Given exercise »
Quote, without change, all of the lines that follow.
* START Supplied material *
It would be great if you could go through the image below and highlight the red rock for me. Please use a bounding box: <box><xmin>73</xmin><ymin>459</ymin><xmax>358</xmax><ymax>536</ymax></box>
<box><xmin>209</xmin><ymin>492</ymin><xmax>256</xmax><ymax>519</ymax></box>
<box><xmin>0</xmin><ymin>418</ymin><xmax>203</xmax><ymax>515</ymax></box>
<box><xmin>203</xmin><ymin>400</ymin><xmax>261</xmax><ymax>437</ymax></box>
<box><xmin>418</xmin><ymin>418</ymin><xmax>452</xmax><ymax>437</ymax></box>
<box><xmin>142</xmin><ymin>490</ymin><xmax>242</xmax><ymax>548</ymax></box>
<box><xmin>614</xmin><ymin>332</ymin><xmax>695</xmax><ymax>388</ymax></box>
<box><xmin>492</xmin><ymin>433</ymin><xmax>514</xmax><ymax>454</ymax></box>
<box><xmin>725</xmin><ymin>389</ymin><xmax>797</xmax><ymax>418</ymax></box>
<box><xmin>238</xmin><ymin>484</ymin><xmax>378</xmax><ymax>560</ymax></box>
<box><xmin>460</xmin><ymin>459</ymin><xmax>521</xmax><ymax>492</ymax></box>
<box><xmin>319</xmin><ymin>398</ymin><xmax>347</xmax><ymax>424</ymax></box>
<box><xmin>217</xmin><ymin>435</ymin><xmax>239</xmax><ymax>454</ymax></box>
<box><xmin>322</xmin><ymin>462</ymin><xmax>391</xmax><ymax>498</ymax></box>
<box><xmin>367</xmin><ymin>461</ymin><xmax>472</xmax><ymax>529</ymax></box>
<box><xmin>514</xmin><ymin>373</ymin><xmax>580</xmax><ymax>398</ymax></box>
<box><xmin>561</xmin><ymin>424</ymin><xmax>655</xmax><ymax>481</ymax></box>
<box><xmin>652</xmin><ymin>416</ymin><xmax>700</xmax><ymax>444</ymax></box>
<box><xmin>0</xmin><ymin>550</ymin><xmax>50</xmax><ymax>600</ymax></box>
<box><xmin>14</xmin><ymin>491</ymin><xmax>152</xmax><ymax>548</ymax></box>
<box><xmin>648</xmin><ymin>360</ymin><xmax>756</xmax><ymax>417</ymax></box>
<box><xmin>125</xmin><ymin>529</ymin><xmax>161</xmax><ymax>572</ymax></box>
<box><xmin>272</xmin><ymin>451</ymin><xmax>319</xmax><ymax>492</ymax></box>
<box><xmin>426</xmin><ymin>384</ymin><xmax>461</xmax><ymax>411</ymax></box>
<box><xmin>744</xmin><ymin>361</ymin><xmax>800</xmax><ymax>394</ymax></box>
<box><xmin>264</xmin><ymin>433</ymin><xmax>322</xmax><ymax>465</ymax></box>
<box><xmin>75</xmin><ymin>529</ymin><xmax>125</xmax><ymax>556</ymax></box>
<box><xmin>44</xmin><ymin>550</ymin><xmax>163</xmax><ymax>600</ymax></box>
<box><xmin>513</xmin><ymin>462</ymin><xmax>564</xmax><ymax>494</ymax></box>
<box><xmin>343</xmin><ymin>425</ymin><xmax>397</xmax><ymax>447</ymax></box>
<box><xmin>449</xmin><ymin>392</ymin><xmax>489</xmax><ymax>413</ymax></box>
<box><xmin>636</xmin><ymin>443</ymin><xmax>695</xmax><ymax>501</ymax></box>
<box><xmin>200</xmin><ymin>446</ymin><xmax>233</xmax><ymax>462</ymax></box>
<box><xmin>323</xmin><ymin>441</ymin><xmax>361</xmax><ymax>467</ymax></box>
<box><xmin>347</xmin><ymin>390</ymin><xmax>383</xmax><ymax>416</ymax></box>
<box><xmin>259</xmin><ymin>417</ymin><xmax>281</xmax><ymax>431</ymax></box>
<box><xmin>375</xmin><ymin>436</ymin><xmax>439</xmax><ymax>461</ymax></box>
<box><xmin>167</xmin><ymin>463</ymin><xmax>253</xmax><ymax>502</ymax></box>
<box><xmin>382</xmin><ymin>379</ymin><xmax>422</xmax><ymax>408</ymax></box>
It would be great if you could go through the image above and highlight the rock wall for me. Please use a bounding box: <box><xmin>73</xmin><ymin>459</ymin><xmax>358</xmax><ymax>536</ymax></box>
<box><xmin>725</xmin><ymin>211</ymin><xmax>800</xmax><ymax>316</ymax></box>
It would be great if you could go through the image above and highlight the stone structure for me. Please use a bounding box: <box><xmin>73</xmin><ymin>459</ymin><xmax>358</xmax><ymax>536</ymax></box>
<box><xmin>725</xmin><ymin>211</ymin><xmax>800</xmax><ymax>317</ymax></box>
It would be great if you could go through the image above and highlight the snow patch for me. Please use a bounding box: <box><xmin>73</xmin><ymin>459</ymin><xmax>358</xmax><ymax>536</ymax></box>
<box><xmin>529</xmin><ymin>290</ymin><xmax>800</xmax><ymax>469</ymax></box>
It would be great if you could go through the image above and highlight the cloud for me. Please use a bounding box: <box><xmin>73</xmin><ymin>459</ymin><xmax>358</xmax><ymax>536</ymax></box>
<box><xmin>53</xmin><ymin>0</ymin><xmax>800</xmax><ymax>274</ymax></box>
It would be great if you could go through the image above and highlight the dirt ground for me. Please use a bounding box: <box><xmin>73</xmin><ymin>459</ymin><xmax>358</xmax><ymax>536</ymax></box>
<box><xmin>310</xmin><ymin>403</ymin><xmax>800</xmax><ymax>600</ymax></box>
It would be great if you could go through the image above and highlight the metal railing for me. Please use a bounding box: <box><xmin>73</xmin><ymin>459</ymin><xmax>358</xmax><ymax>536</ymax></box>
* END Supplied material *
Expected output »
It would be great if you could go through the image below and highlight the red rock for me. Please use a bounding box: <box><xmin>73</xmin><ymin>459</ymin><xmax>358</xmax><ymax>536</ymax></box>
<box><xmin>209</xmin><ymin>492</ymin><xmax>256</xmax><ymax>519</ymax></box>
<box><xmin>0</xmin><ymin>418</ymin><xmax>203</xmax><ymax>515</ymax></box>
<box><xmin>203</xmin><ymin>400</ymin><xmax>261</xmax><ymax>437</ymax></box>
<box><xmin>418</xmin><ymin>418</ymin><xmax>452</xmax><ymax>437</ymax></box>
<box><xmin>142</xmin><ymin>490</ymin><xmax>242</xmax><ymax>548</ymax></box>
<box><xmin>614</xmin><ymin>332</ymin><xmax>695</xmax><ymax>388</ymax></box>
<box><xmin>492</xmin><ymin>433</ymin><xmax>514</xmax><ymax>454</ymax></box>
<box><xmin>725</xmin><ymin>389</ymin><xmax>797</xmax><ymax>418</ymax></box>
<box><xmin>238</xmin><ymin>484</ymin><xmax>378</xmax><ymax>560</ymax></box>
<box><xmin>460</xmin><ymin>459</ymin><xmax>521</xmax><ymax>492</ymax></box>
<box><xmin>319</xmin><ymin>398</ymin><xmax>347</xmax><ymax>424</ymax></box>
<box><xmin>217</xmin><ymin>435</ymin><xmax>239</xmax><ymax>454</ymax></box>
<box><xmin>322</xmin><ymin>462</ymin><xmax>391</xmax><ymax>498</ymax></box>
<box><xmin>367</xmin><ymin>461</ymin><xmax>472</xmax><ymax>529</ymax></box>
<box><xmin>514</xmin><ymin>373</ymin><xmax>580</xmax><ymax>398</ymax></box>
<box><xmin>561</xmin><ymin>424</ymin><xmax>655</xmax><ymax>481</ymax></box>
<box><xmin>652</xmin><ymin>416</ymin><xmax>700</xmax><ymax>444</ymax></box>
<box><xmin>0</xmin><ymin>550</ymin><xmax>50</xmax><ymax>600</ymax></box>
<box><xmin>14</xmin><ymin>491</ymin><xmax>152</xmax><ymax>548</ymax></box>
<box><xmin>648</xmin><ymin>360</ymin><xmax>756</xmax><ymax>417</ymax></box>
<box><xmin>125</xmin><ymin>529</ymin><xmax>161</xmax><ymax>572</ymax></box>
<box><xmin>272</xmin><ymin>451</ymin><xmax>319</xmax><ymax>492</ymax></box>
<box><xmin>426</xmin><ymin>384</ymin><xmax>461</xmax><ymax>411</ymax></box>
<box><xmin>744</xmin><ymin>361</ymin><xmax>800</xmax><ymax>394</ymax></box>
<box><xmin>264</xmin><ymin>433</ymin><xmax>322</xmax><ymax>465</ymax></box>
<box><xmin>75</xmin><ymin>529</ymin><xmax>125</xmax><ymax>556</ymax></box>
<box><xmin>44</xmin><ymin>550</ymin><xmax>163</xmax><ymax>600</ymax></box>
<box><xmin>513</xmin><ymin>462</ymin><xmax>564</xmax><ymax>494</ymax></box>
<box><xmin>343</xmin><ymin>425</ymin><xmax>397</xmax><ymax>447</ymax></box>
<box><xmin>449</xmin><ymin>392</ymin><xmax>489</xmax><ymax>413</ymax></box>
<box><xmin>636</xmin><ymin>443</ymin><xmax>695</xmax><ymax>501</ymax></box>
<box><xmin>200</xmin><ymin>446</ymin><xmax>233</xmax><ymax>462</ymax></box>
<box><xmin>323</xmin><ymin>441</ymin><xmax>361</xmax><ymax>467</ymax></box>
<box><xmin>347</xmin><ymin>390</ymin><xmax>383</xmax><ymax>416</ymax></box>
<box><xmin>259</xmin><ymin>417</ymin><xmax>281</xmax><ymax>431</ymax></box>
<box><xmin>375</xmin><ymin>436</ymin><xmax>439</xmax><ymax>461</ymax></box>
<box><xmin>167</xmin><ymin>463</ymin><xmax>253</xmax><ymax>502</ymax></box>
<box><xmin>382</xmin><ymin>379</ymin><xmax>422</xmax><ymax>408</ymax></box>
It would be great if you could go through the image above and highlight the rock wall for me. Please use a bounding box: <box><xmin>73</xmin><ymin>459</ymin><xmax>358</xmax><ymax>536</ymax></box>
<box><xmin>725</xmin><ymin>211</ymin><xmax>800</xmax><ymax>316</ymax></box>
It would be great if you could go through the image above and highlight the stone structure for me. Please use a bounding box: <box><xmin>73</xmin><ymin>459</ymin><xmax>358</xmax><ymax>536</ymax></box>
<box><xmin>725</xmin><ymin>211</ymin><xmax>800</xmax><ymax>317</ymax></box>
It would be great if you could go through the image above and highlight the snow patch for me. Please use a bounding box: <box><xmin>73</xmin><ymin>459</ymin><xmax>358</xmax><ymax>536</ymax></box>
<box><xmin>529</xmin><ymin>290</ymin><xmax>800</xmax><ymax>469</ymax></box>
It would be great if you could go through the image above and highlight the cloud for me. Please use a bounding box: <box><xmin>73</xmin><ymin>459</ymin><xmax>358</xmax><ymax>536</ymax></box>
<box><xmin>53</xmin><ymin>0</ymin><xmax>800</xmax><ymax>274</ymax></box>
It would be great if you could go through the image above and highlight the dirt ground for me. Please use a bounding box: <box><xmin>73</xmin><ymin>459</ymin><xmax>358</xmax><ymax>536</ymax></box>
<box><xmin>310</xmin><ymin>403</ymin><xmax>800</xmax><ymax>600</ymax></box>
It would be great if you could go through the image above and highlight the metal railing for me. Please use a bounding box: <box><xmin>73</xmin><ymin>459</ymin><xmax>358</xmax><ymax>536</ymax></box>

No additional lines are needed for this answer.